TEXT:
──────
The Philadelphia Convention Hall and Civic Center, commonly known simply as the Philadelphia Civic Center, was a convention center complex located in Philadelphia, Pennsylvania. It developed out of a series of buildings dedicated to expanding trade which began with the National Export Exhibition in 1899. The two most significant buildings in the complex were the original main exhibition hall built in 1899, which later housed the Philadelphia Commercial Museum, and the Municipal Auditorium, later called the Convention Hall, which was built in 1931 to the designers of architect Philip H. Johnson. The site was host to national political conventions in 1900, 1936, 1940 and 1948.

Location
The Convention Hall arena was located at 3400 Civic Center Boulevard, on the edge of the campus of the University of Pennsylvania, and just to the southwest of Franklin Field. It was built in 1930 and its highest capacity was approximately 12,000. The building was an Art Deco landmark, notable for its many friezes and other decorative aspects.

Arena history

1930–1966
Originally known as the Municipal Auditorium, the arena hosted many events, including the 1936 and 1948 Democratic National Conventions, and the 1940 and 1948 Republican National Conventions. Thus the building became known as Convention Hall. Martin Luther King Jr. spoke there, and The Beatles, The Grateful Dead and the Philadelphia Mummers each performed there. The Philadelphia Warriors and Philadelphia 76ers both played many of their games in the arena; the 1960 NBA All-Star Game was played there.

President Lyndon B. Johnson spoke at a campaign appearance on August 29, 1964, at Convention Hall. He appeared at the Hall alongside many notable Philadelphia and Pennsylvania Democratic leaders. Four days later, The Beatles played the venue on September 2, 1964, during their first tour of the United States. Tickets went on sale in May 1964 and sold out within 90 minutes. The Rolling Stones played Convention Hall on May 1, 1965, during their third American tour.

1967–2005
After the opening of the Spectrum in South Philadelphia in 1967, the building nearly became obsolete. On February 5, 1970, The Jackson 5 played their first official concert for Motown Records there. The building was later used for Atlantic 10 Conference and Big Five basketball games. Jim Crockett Promotions, under the NWA banner, and later the Ted Turner-owned WCW, also staged professional wrestling there, which included three pay-per-view events: Halloween Havoc in 1989 and 1992 and the 1994 Slamboree event. The Civic Center also hosted the World Hockey Association's Philadelphia Blazers and the minor-league Philadelphia Firebirds hockey teams. The University of Pennsylvania used the building for commencements (due to it being larger than Penn's own basketball arena, the nearby Palestra), as did Drexel University, Temple University, St. Joseph's University, and La Salle University. Pope John Paul II and Nelson Mandela both spoke there.

Convention Hall was torn down in 2005, after more than a decade without a regular tenant. The 1996 Atlantic 10 Men's basketball tournament was the last event ever held there (its convention functions were taken over by the Pennsylvania Convention Center in the city's central business district); prior to this, it also hosted college basketball in the form of the 1986 MEAC men's basketball tournament. Afterwards, it served as a soundstage for movies and the TV series Hack starring David Morse. The championship fight scenes in the 1990 movie Rocky V was shot there.
──────
PROVIDED RECORDS:
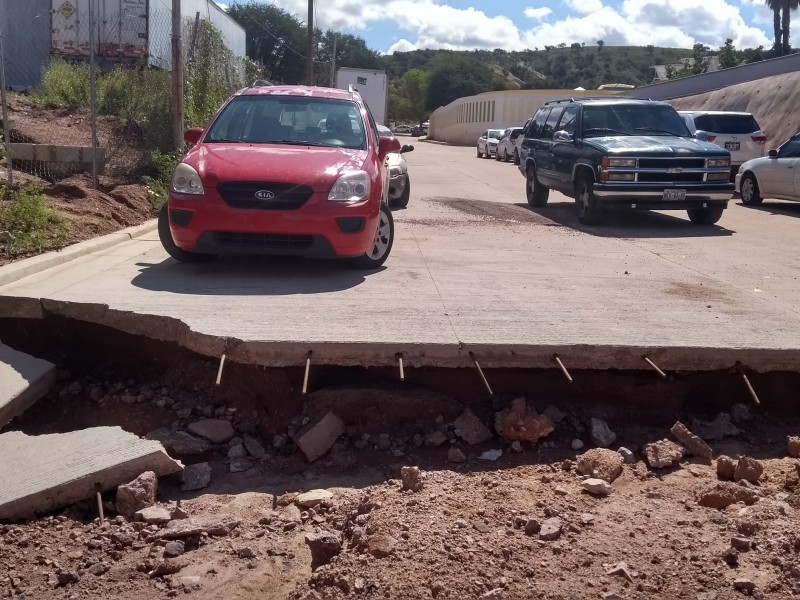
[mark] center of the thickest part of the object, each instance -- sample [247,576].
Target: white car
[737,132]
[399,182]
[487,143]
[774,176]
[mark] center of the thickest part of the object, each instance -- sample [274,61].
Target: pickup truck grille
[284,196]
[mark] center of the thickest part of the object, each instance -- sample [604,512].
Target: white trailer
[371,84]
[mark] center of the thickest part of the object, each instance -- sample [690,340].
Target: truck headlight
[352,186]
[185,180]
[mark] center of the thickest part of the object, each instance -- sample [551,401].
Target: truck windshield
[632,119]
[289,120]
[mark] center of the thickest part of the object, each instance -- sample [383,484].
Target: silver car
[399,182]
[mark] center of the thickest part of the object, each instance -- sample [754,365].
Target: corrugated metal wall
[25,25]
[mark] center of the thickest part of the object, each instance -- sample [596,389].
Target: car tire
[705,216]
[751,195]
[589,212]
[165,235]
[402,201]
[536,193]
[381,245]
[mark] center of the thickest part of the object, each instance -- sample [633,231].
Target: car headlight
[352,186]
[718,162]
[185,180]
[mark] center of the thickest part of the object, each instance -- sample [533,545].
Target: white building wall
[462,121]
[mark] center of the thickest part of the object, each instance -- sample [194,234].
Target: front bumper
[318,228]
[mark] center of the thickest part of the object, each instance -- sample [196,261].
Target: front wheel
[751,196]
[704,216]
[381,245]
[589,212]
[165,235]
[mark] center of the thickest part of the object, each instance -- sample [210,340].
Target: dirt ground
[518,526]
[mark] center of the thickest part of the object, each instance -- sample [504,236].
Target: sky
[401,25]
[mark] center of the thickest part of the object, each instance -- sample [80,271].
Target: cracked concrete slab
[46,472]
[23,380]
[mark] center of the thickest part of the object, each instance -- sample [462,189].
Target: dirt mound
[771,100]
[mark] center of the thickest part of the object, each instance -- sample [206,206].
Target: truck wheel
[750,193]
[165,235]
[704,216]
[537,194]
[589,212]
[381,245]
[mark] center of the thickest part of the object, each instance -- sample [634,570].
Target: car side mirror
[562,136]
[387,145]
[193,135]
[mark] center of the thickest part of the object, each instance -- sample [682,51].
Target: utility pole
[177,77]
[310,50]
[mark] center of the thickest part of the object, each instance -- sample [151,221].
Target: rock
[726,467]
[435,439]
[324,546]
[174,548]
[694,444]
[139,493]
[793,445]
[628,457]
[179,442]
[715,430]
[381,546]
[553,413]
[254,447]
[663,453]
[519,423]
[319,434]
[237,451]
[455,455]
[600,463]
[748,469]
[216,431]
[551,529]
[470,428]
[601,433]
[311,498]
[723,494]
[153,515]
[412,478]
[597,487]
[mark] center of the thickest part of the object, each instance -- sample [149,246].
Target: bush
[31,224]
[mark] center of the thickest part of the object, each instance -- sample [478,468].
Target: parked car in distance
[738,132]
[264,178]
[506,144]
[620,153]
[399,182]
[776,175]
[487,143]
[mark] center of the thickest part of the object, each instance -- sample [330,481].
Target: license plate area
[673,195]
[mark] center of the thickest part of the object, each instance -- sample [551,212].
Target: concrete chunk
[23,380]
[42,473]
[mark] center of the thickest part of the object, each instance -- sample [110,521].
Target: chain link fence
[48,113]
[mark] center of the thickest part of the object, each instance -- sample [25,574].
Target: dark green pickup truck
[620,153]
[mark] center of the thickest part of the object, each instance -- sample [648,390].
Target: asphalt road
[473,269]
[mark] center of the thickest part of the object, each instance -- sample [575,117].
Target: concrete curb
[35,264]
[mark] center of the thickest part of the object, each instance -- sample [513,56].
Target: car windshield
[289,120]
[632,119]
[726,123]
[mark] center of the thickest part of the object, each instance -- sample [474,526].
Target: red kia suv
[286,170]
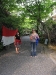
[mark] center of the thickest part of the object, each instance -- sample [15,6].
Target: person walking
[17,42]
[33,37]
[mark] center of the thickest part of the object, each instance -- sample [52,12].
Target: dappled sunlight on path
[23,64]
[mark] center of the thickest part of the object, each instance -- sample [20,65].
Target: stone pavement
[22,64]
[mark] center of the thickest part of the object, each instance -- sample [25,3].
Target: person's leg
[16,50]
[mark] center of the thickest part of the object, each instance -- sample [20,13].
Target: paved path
──────
ASSIGNED TASK: Update the Civic Center text, starting with "Convention Hall was" and going on through "was shot there.", by replacing "torn down" with "demolished". The items above come from a separate source, not from the Civic Center text.

WRITTEN RESPONSE:
Convention Hall was demolished in 2005, after more than a decade without a regular tenant. The 1996 Atlantic 10 Men's basketball tournament was the last event ever held there (its convention functions were taken over by the Pennsylvania Convention Center in the city's central business district); prior to this, it also hosted college basketball in the form of the 1986 MEAC men's basketball tournament. Afterwards, it served as a soundstage for movies and the TV series Hack starring David Morse. The championship fight scenes in the 1990 movie Rocky V was shot there.